** ASSIGNED TASK A **
In the passage on additional graduate school application requirements, which entrance exam is named as the most common?
** ASSIGNED TASK B **
Continue the passage on additional graduate school application requirements, starting after its final sentence.
** Opening QUOTED PASSAGE block **
Depending on the program you’re interested in, there may be some requirements in addition to—or in place of—the more common ones listed above. You’ll often encounter these additional requirements when applying to programs in the medical, legal, or artistic fields, but they’re not limited to those areas. While your program’s graduate admissions office will be able to tell you exactly what you need to submit with your application, you can learn about a few of them here:
- Entrance Exam(s): While graduate school entrance exams might be considered common by some, exactly which exam you might be required to take can vary across programs. The most common exam is the GRE (Graduate Record Examination), but the GMAT (Graduate Management Admission Test), LSAT (Law School Admission Test), and MCAT (Medical College Admissions Test) are also quite well known.
- Creative Submission(s): Even though portfolio submissions and auditions are common when applying to an arts program, others may also ask you to provide writing samples, musical scores, or video submissions. These requirements give you the chance to display your abilities and show programs firsthand why they should admit you.
- Interviews: You may be asked to sit for an in-person interview with one or more individuals from your program. Like a job interview, these conversations give you the chance to introduce yourself to the people you’ll be working with and answer questions about your academic, professional, and personal goals.
- Résumé or CV: You may be expected to submit a résumé or CV that showcases your academic and/or professional experiences, particularly those that are most relevant to your field of study. A résumé or CV is also an opportunity to share your research experience and academic publications, which may be required for certain research-based programs.
** Closing QUOTED PASSAGE block **
** Opening SOURCE INFORMATION block **
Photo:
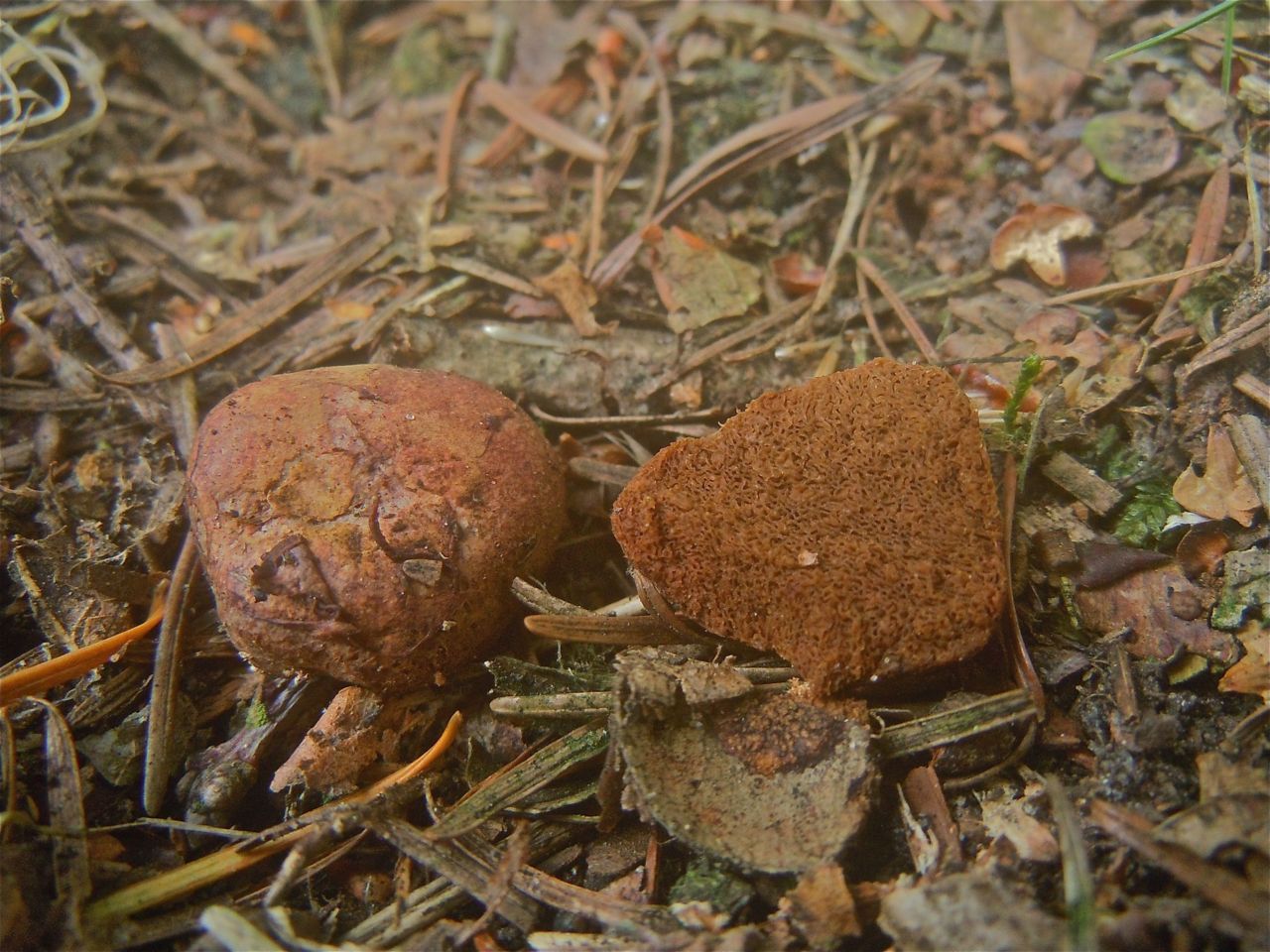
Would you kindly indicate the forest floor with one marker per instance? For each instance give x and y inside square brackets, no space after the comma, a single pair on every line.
[633,220]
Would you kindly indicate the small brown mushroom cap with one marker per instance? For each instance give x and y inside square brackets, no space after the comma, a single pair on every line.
[366,522]
[849,525]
** Closing SOURCE INFORMATION block **
** EXERCISE RESULT A **
The GRE (Graduate Record Examination).

** EXERCISE RESULT B **
Application deadlines and admissions decision dates are quite varied across NYU’s graduate and professional schools, centers, and institutes. Application deadlines depend on a number of factors, including the program you’re applying to, when you’re planning to start, and whether you plan to be a full- or part-time student. Additionally, early decision applications have a different deadline than regular decision applications. Talk to your admissions counselor and make sure you understand your program’s application deadlines.
Like application deadlines, admissions decision dates vary across NYU. Admissions decisions also depend on the program and starting term as well as the schedules of individual schools, centers, or institutes. Some programs have set admissions decision dates, while others provide time frames or utilize rolling decisions. Your admissions counselor will be able to give you an idea of when you can expect to receive your admissions decision.